## Given exercise
Images must not appear in your copy; reproduce every other part of the records exactly.

Stored records
## START
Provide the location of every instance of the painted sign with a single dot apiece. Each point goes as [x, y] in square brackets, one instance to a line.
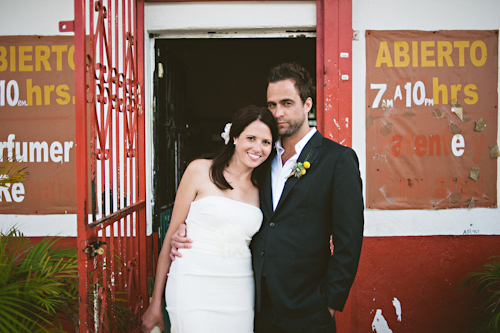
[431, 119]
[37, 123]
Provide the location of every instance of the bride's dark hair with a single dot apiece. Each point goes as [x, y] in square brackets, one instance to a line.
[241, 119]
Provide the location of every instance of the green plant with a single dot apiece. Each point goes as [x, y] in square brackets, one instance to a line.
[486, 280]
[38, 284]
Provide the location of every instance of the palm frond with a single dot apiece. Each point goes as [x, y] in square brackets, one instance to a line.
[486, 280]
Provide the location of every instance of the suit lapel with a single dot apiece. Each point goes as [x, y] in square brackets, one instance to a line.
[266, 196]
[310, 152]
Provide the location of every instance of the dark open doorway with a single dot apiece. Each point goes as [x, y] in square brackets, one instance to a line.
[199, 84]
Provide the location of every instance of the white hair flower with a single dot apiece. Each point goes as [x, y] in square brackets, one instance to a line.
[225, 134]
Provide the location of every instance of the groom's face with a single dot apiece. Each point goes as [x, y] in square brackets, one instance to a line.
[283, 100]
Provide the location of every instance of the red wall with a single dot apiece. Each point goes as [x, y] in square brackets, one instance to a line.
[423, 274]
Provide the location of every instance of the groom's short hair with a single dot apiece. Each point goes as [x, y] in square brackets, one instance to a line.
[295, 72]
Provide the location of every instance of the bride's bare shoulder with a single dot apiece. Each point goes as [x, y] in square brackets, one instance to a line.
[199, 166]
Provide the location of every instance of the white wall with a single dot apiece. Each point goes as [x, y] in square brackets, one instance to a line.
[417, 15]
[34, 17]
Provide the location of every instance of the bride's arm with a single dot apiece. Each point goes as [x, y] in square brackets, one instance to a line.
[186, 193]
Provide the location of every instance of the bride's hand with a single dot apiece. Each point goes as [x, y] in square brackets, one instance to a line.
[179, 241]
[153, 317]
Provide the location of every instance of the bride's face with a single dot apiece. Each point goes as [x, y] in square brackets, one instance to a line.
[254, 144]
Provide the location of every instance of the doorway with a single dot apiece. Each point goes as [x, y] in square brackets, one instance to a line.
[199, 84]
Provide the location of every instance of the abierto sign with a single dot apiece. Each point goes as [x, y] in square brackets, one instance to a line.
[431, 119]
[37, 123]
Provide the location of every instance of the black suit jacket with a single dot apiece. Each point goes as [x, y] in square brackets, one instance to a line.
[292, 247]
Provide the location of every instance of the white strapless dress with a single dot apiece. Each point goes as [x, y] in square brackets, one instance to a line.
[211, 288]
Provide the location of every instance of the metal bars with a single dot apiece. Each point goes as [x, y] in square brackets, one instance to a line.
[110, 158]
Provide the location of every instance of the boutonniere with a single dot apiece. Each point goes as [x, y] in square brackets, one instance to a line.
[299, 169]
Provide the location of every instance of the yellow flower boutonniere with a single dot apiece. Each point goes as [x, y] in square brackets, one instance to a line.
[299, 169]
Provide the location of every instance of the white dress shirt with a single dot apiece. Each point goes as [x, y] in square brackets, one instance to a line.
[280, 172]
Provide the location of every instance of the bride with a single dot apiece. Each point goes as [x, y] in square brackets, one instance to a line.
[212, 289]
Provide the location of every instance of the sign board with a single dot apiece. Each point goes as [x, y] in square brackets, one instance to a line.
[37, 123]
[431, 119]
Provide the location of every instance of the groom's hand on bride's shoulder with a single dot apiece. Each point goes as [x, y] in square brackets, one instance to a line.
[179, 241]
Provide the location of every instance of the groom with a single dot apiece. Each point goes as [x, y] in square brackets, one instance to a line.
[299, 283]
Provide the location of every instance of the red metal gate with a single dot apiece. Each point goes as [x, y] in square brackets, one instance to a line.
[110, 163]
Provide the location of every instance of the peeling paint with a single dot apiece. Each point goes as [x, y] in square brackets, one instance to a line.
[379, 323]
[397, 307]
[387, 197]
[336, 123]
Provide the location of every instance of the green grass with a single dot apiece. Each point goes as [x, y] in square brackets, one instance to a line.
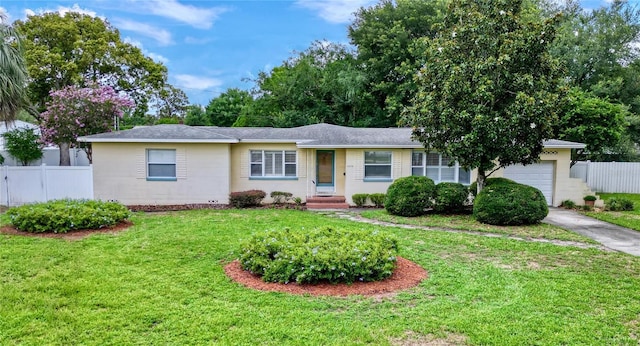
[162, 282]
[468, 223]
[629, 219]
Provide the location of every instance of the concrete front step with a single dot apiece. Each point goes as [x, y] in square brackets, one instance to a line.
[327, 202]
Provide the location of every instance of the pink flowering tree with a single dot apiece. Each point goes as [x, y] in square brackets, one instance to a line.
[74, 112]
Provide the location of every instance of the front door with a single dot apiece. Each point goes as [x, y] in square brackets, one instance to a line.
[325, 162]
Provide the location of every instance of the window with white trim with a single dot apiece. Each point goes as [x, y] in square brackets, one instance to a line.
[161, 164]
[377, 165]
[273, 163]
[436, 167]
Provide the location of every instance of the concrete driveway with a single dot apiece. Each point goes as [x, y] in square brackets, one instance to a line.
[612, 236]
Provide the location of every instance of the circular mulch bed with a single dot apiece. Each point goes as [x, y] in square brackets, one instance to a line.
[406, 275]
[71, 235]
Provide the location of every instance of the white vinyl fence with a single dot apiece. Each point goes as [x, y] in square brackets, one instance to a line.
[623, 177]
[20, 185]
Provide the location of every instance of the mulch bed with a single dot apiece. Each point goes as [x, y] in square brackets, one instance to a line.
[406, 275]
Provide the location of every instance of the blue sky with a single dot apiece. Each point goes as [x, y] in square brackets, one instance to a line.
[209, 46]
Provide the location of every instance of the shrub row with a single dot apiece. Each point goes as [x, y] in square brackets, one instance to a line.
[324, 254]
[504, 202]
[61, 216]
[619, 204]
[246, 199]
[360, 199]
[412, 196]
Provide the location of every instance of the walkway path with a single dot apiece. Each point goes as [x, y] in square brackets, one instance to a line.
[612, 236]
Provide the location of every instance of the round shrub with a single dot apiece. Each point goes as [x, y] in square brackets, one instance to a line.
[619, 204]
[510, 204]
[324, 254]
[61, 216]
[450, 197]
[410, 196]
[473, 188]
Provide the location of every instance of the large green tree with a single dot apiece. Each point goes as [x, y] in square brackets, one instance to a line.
## END
## Task output
Provide the location of every instance of the painted sign with a single dot apiece. Each point goes as [x, y] in square brackets, one instance to a line.
[431, 119]
[37, 123]
Provide the location of every instance of the bride's dark hair with a single dot apiece. Each point goes as [x, y] in square brackets, one instance to a line.
[241, 119]
Provide the location of every instance of the green plant with a single dot apiece. Each point goes as [x, y] in square brackets, one instance to a line.
[486, 280]
[38, 284]
Provide the location of every instance of the palm frond with a single dot apiece. Each point goes as [x, y] in square brackets, one instance to a line.
[486, 280]
Provide the location of every instance of the suit lapel with a single dot apiece. Each point goes as [x, y] in square brackets, one instance to a line.
[266, 196]
[310, 152]
Provide the location of every instance of the dark open doorway with a single dot apiece. Each point goes as [x, y] in square brackets, one instance to a line.
[199, 84]
Provide the location of every instance of the white hair flower with a single dot apiece. Each point goes as [x, y] in square brackets, one instance to a line.
[225, 134]
Provide the location of every instance of the groom's face with a single dot apiece. Each point goes as [x, y] in square brackets, one instance to a line.
[283, 100]
Provide the location of every instance of the red wall with a single dot apiece. Each point goes as [x, y] in square brackets, one instance to a line.
[423, 274]
Provide the location of every instance of the groom's short hair with a single dot apiece. Each point goes as [x, y] in square brackets, one instance to a line.
[295, 72]
Provide the location of every instance of the bride's bare shoulder with a single dot apiece. Each point goes as [x, y] in square brackets, one instance to a line.
[199, 166]
Provide the location of every instance of the white wall with a single dot apiece. Each point goes as [x, y] in square brackets, one instance to a line.
[417, 15]
[34, 17]
Provide the location of every instance of the bride's arm with a single dot apiece. Each point goes as [x, y] in square brackets, one instance to a line.
[186, 193]
Provide the location of every instance of the bride's hand with a single dot apiece. Each point goes as [x, y] in square brackets, one instance to a line.
[179, 241]
[153, 317]
Provide the location of every instance of the bride's face with a single dot apiece. Each point goes as [x, y] in square brackets, one instance to a line.
[254, 144]
Provide the location of every instance of the doorway with a single dot apiece. Each point goes as [x, y] in square brackets, one instance to a line.
[199, 84]
Provide the location of every instance of the abierto sign with a single dot apiece. Each point goes as [x, y] in square brackets, one instance to a line.
[431, 119]
[37, 123]
Provide the location of every instance of the black suit jacket with a single dot apiece. Each point goes as [x, y] in square brackets, one instance to a line.
[292, 247]
Provide the location of every instance of the white strapless dress with a single dot apiece. Each point goes as [x, y] in square brackets, one instance to a line.
[211, 288]
Provide the location of every instance of the metal bars with a single dot apiece. Each point goes as [x, y] in square brackets, one instance to a line.
[110, 158]
Provide the location of every instance of the boutonniere with a single dot apiece. Each point goes as [x, y] in square brackets, one instance to a line.
[299, 169]
Provide the location of every instance of the yellow flower boutonniere with a single dot apiece. Each point goes as [x, y] in square brackets, one instance to a line.
[299, 169]
Provide the location of every instance of the white dress shirt with a single dot apiece. Each point goes as [x, y] in square brackets, one instance to a line.
[280, 172]
Provide the location of every instance of the bride with a single dot apiece. Each point goes as [x, y] in square brackets, one instance to a line.
[212, 289]
Provide the location of every instance of the sign board with a single dot apiece. Each point goes as [x, y] in square brackets, one instance to a line.
[37, 123]
[431, 119]
Provide the location of every instance of the groom's hand on bride's shoulder with a single dot apiece. Each point goes as [x, y] in square brackets, one instance to a line.
[179, 241]
Provide the location of every instance of the groom with a single dot apiece. Each point goes as [x, y] in square brackets, one instance to a line.
[299, 283]
Provide the location of every instance of the red metal gate with a single dot apiece. Each point goes as [x, y] in square brackets, one instance to a line.
[110, 163]
Provide the location of every instance of the peeling paint with a single dot apiece. Each point goes as [x, y] in square brackets, one instance to a line.
[379, 323]
[397, 307]
[387, 197]
[336, 123]
Provide the location of every instance of the green grass with a single dot apiece. Each point goes as [x, y] in square brackets, one instance to a line.
[162, 282]
[468, 223]
[629, 219]
Provide the location of every instance of the concrete front step with a single dot apiece. Each point goes as [x, y] in square brackets, one instance to a line.
[327, 202]
Provide the location of every instance of the pink flowering tree with a single dot apiece. Each point goes as [x, y] in square brackets, one instance to a line.
[74, 112]
Provide the location of every instance of the front door with a single dot apiece. Each point goes as [x, y] in square brackets, one instance to a line.
[325, 162]
Provide the location of every instance of the window with white trim with a single dot apiece. Each point goes as [x, y] in square brackets, one instance to a line.
[161, 164]
[377, 165]
[273, 163]
[436, 167]
Provide the location of every instance of the concrete driveway with a single dot apiece. Each point goes as [x, y] in square brackets, one instance to a line.
[612, 236]
Provide the location of every instance of the circular mulch bed with a single dot apiece. Each point goes as [x, y] in square brackets, one instance to a line.
[406, 275]
[71, 235]
Provide the location of every instance of the white vinyl fence with a single dot apiece. Each point goes as [x, y] in square brackets, one instance to a line.
[623, 177]
[20, 185]
Provide the location of every instance of the mulch bed with a single dot apiece. Each point goes as [x, y] in square brackets, one instance to a line.
[406, 275]
Provide the location of every instance of the blue sky with a single dot apiece. Each point goes as [x, y] in square brackets, one instance to a line.
[209, 46]
Provide the location of every instance of the shrub row with a single dot apiece. Each point goes as [x, y] in square brackets, one instance to a line.
[324, 254]
[504, 202]
[61, 216]
[619, 204]
[246, 199]
[360, 199]
[412, 196]
Provide the location of every instance of the walkway path with a single dot apiece. Each point goes as [x, y] in square brackets, one instance to a line.
[612, 236]
Provide the location of every instance of the round shrub with a single dot apiece. Each point goes as [x, y] in square brackets, one instance to a line.
[619, 204]
[510, 204]
[324, 254]
[61, 216]
[450, 197]
[410, 196]
[473, 188]
Provide the location of every instance of the large green tree with a single dot apiece. Each point goes as [x, y] in square brackets, one instance to a line.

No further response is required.